Premier podczas objazdu po Polsce chwali się naprawą finansów państwa, i to mimo kryzysu. W Radomsku mówił „(…) naprawa finansów publicznych (…) doprowadziła do tego, że po czerwcu, na półrocze, mamy nadwyżkę w budżecie przekraczającą 25 mld zł (…)”.
Słowa premiera to ewidentna manipulacja, bo budżet państwa to tylko część finansów publicznych.
Wszyscy ekonomiści zgodnie podkreślają „saldo budżetu państwa stało się bezużytecznym wskaźnikiem kondycji finansów publicznych”. Co znamienne tak stanowczą ocenę potwierdza również główny ekonomista z rządowego think-tanku, tj. Polskiego Instytutu Ekonomicznego. Również Najwyższa Izba Kontroli (NIK), wypełniająca w Polsce pewne funkcje Rady Fiskalnej stanowczo wskazuje, że „ (…) można wykazać w budżecie państwa dowolny wynik, przez co plan ten przestaje mieć istotne znaczenie dla oceny sytuacji finansowej państwa (…)”. I rządzący skrzętnie to wykorzystują.
Dlaczego to bezużyteczny wskaźnik? Bo to, co dziś nazywa się powszechnie „budżetem państwa” (BP), jest tak naprawdę „budżetem centralnym” (BC), a w zasadzie „budżetem ministerstw centralnych”. To średnio jedynie 1/3 wydatków skonsolidowanych całego sektora finansów publicznych.
Wykres 1: Sektor finansów publicznych – uproszczony schemat
„Budżet państwa” wymaga dekomunizacji, wymaga zdefiniowania na nowo
Mylnie stosowane pojęcie „budżetu państwa” wywodzi się wprost z PRL! Jak ówczesna „Rada Państwa”. I, jak widać, to pierwsze do dziś ma się świetnie. Przeciętny obywatel nie zna znaczenia i zakresu pojęcia „budżet państwa”. Jestem przekonany, że dla większości Polaków jest to po prostu całość finansów naszego państwa. Tymczasem tak nie jest.
Oprócz „budżetu państwa” funkcjonują dziś bowiem samorządy lokalne z własnymi, lecz publicznymi pieniędzmi, ale te na dzisiaj są niezależne i nie są pod kontrolą rządu. Na szczęście. Zostawmy samorządy na boku. Na finanse państwa składa się też wiele pozabudżetowych funduszy, agencji, instytutów, fundacji, które są zarządzane centralnie, bezpośrednio lub pośrednio przez rząd. Takich podmiotów pod kontrolą rządu jest już przeszło setka. To poprzez te fundusze realizowane są miliardowe wydatki, w tym spora część obietnic wyborczych PIS, jak również transferowane są z wątpliwym uzasadnieniem środki do „krewnych i znajomych królika”. Na przykład Fundusz Solidarnościowy wypłaca 13-tki i 14-tki, Fundusz Sprawiedliwości ministra Ziobry finansuje fundacje ojca Rydzyka, Rządowy Fundusz Inwestycji Lokalnych finansuje czeki wyborcze Morawieckiego dla wybranych według klucza politycznego samorządów. A prawie cała pomoc w czasie kryzysu była realizowana poza budżetem i poza kontrolą parlamentu przez fundusze w Banku Gospodarstwa Krajowego (BGK) i Polski Funduszu Rozwoju (PFR). Co wytknął w swoim raporcie również NIK. Od 2016 utworzono dodatkowo 35 nowych jednostek, a w Polskim Ładzie zapowiedziano kilkanaście kolejnych. Nie produkujemy samochodów elektrycznych ale „przemysł produkcji funduszy” rośnie na potęgę. To taki nowy ład w finansach publicznych.

DANE WEJŚCIOWE

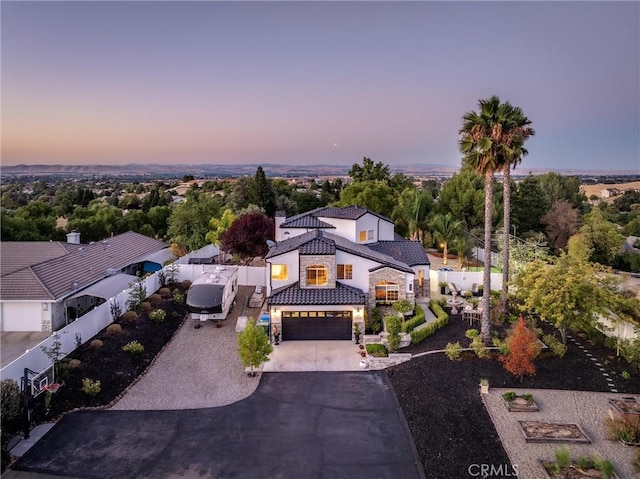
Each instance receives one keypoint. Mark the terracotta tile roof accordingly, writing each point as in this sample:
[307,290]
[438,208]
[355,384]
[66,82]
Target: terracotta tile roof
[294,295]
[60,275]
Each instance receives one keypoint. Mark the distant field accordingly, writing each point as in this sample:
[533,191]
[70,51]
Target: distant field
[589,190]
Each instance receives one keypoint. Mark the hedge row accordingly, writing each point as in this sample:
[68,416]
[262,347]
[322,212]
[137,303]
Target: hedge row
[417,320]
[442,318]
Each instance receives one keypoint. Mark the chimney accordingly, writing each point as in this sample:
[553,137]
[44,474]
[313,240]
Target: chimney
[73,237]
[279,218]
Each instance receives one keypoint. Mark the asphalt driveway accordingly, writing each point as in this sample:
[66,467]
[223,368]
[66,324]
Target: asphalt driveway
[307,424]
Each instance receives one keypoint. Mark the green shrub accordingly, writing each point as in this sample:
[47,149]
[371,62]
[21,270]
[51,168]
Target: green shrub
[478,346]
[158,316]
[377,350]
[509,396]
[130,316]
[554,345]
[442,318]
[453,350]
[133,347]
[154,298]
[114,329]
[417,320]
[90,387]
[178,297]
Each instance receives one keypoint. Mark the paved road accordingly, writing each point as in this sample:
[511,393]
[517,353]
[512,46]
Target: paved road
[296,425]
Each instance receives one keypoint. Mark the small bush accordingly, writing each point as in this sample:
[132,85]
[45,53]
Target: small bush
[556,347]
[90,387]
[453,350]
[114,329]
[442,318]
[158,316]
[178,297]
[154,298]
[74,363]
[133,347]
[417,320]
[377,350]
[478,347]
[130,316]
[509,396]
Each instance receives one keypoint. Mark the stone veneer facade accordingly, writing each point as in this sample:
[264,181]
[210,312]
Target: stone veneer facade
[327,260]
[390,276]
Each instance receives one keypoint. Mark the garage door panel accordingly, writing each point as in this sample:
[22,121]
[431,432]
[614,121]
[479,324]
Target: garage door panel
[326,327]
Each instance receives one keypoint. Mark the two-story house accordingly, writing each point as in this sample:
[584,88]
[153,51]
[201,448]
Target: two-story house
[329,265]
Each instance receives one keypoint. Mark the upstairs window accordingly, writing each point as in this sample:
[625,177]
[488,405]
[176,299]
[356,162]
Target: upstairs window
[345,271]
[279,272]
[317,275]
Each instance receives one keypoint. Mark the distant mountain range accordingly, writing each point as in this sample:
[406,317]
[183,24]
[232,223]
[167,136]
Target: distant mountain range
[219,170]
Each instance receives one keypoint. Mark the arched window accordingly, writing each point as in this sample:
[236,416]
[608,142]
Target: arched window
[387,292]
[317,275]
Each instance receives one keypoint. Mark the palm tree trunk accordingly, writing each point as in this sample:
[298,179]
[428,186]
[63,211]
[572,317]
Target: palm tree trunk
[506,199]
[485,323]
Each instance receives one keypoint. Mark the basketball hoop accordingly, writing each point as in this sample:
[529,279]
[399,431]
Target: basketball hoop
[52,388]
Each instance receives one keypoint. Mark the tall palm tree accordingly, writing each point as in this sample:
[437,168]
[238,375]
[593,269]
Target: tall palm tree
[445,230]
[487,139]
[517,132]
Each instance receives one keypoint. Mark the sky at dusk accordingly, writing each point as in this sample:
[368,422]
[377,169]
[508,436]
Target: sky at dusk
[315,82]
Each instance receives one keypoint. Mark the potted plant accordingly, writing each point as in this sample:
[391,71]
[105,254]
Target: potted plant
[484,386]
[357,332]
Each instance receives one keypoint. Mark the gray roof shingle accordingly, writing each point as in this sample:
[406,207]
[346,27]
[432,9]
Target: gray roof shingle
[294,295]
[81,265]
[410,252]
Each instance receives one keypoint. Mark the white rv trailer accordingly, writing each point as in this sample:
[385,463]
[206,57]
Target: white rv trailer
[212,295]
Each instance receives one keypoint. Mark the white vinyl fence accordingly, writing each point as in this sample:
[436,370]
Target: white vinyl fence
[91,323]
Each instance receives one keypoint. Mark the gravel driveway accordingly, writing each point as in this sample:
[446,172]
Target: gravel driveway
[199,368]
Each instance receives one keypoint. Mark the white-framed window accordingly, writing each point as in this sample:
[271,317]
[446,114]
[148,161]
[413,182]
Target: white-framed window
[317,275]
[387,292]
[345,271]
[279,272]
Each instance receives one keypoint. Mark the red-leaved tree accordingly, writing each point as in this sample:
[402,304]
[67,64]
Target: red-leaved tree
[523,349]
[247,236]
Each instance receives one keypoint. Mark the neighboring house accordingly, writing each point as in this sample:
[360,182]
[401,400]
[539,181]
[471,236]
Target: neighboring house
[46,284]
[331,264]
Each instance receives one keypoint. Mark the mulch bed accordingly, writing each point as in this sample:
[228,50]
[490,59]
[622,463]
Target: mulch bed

ZADANIA ĆWICZENIOWE
A - Jaki średni udział w wydatkach skonsolidowanych całego sektora finansów publicznych przypisuje budżetowi państwa tekst o finansach publicznych?
B - Wyjaśnij na podstawie tekstu o finansach publicznych, dlaczego saldo budżetu państwa uznano w nim za bezużyteczny wskaźnik kondycji finansów publicznych.
C - Dopisz ciąg dalszy tekstu o finansach publicznych, zaczynając bezpośrednio po jego ostatnim zdaniu.

WYNIKI KOŃCOWE
A - Średnio jedynie 1/3 tych wydatków.

B - To, co powszechnie nazywa się budżetem państwa, jest w rzeczywistości budżetem centralnym, a w zasadzie budżetem ministerstw centralnych. Obejmuje on średnio tylko 1/3 wydatków skonsolidowanych sektora finansów publicznych. Wiele wydatków realizują zarządzane przez rząd pozabudżetowe fundusze, agencje, instytuty i fundacje.

C -
Manipulacja językowa w celach propagandowych
Manipulacja polega właśnie na tym, że premier zestawia „naprawę finansów publicznych” z „budżetem państwa”. Mówiąc o nadwyżce chce sprawić wrażenie, że całe finanse publiczne mają się dobrze. O tej manipulacji pisałem już kilkanaście miesięcy temu przy okazji rzekomego „zrównoważonego budżetu”, porównując wynik „budżetu państwa” do wyniku meczu po pierwszych 20 minutach, w felietonie (Jaki jest stan finansów publicznych, Rzeczpospolita 04.03.2020 r.). Mimo, że mecz się skończył, rząd prowadzi wiecową dyskusję o wyniku do przerwy, nie mówiąc jaki jest wynik końcowy. Fani sportu od razu by się zorientowali. Ale jeżeli chodzi o finanse już nie. I o to tu chodzi. A to właśnie „ośmiornica funduszowa” generuje deficyt finansów publicznych wielokrotnie większy niż nadwyżka rzekomego „budżetu państwa”. O tym obecnie już premier nie wspomina.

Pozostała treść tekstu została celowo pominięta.